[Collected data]
+===+

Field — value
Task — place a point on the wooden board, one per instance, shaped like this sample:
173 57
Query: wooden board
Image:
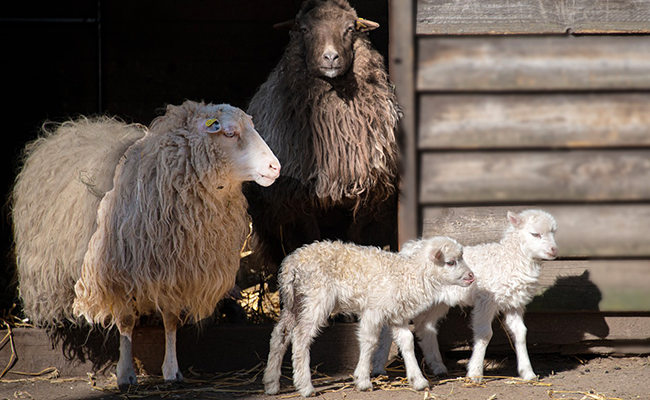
533 63
532 16
583 230
479 177
463 121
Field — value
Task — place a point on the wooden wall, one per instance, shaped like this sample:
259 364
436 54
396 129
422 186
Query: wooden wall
543 104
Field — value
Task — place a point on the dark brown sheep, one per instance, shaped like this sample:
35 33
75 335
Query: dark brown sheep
329 112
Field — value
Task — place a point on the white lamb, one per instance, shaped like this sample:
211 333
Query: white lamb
506 280
380 287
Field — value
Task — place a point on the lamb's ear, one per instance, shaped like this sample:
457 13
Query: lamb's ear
436 255
289 25
515 219
365 25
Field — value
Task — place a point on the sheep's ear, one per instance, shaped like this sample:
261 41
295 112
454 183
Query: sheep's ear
515 219
289 25
365 25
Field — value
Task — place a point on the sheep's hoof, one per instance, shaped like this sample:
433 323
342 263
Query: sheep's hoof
125 382
420 384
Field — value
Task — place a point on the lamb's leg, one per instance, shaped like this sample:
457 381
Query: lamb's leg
368 335
308 325
426 329
170 362
380 358
404 339
482 316
514 321
279 343
125 371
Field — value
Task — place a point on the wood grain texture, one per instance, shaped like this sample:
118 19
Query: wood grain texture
533 63
528 121
576 175
490 17
401 64
583 230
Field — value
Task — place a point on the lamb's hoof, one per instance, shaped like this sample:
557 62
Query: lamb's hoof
420 384
363 386
125 382
307 391
439 369
529 376
272 388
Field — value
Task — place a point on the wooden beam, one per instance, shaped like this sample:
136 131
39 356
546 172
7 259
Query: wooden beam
462 121
501 17
583 230
535 176
401 67
533 63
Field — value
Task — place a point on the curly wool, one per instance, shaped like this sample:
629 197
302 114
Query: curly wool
335 137
170 231
65 173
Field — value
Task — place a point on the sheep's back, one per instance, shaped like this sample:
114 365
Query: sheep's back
66 173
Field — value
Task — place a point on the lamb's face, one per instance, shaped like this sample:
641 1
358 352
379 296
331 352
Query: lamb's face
536 230
233 131
328 33
447 257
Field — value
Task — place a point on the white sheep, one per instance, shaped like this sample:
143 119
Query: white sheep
170 230
506 281
380 287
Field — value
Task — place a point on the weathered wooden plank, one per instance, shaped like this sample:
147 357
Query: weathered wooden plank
533 63
474 177
524 121
401 62
460 17
583 230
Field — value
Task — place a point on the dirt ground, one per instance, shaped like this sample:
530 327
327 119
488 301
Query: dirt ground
561 377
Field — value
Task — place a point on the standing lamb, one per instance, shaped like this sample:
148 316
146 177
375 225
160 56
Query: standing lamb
506 281
168 233
380 287
329 112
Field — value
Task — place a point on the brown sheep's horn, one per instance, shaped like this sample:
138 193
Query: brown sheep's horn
364 25
289 25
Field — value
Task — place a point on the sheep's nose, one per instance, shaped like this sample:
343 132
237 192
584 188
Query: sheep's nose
330 56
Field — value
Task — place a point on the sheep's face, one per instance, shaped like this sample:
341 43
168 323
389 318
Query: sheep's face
249 156
447 257
328 32
536 231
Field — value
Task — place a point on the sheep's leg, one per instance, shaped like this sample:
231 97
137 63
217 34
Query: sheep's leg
125 371
426 329
279 343
368 335
170 362
514 321
380 358
404 339
307 327
482 317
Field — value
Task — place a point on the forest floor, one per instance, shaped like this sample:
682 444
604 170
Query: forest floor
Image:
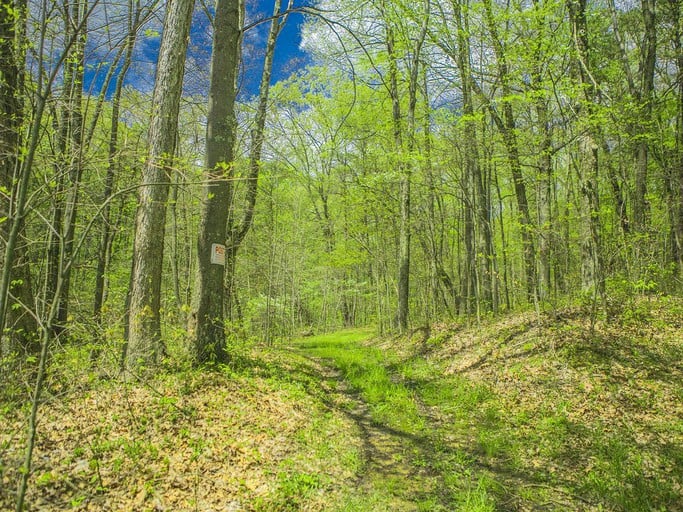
525 412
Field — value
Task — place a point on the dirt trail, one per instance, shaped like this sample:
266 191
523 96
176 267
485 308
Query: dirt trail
387 453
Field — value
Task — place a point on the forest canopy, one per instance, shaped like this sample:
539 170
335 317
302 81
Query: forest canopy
422 161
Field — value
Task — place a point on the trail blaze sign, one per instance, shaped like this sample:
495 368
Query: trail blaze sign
218 254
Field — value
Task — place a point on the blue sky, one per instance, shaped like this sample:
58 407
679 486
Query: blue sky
288 56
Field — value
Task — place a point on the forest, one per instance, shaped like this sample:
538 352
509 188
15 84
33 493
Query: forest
181 193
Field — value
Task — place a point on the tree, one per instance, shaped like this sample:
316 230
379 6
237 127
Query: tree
21 324
144 344
206 323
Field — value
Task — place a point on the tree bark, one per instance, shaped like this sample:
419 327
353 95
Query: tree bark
144 333
207 319
593 275
22 327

+===+

WORK INSTRUCTIONS: How many lines in the material above contain the word "beam"? Reply with only the number.

THE COMPLETED TASK: 2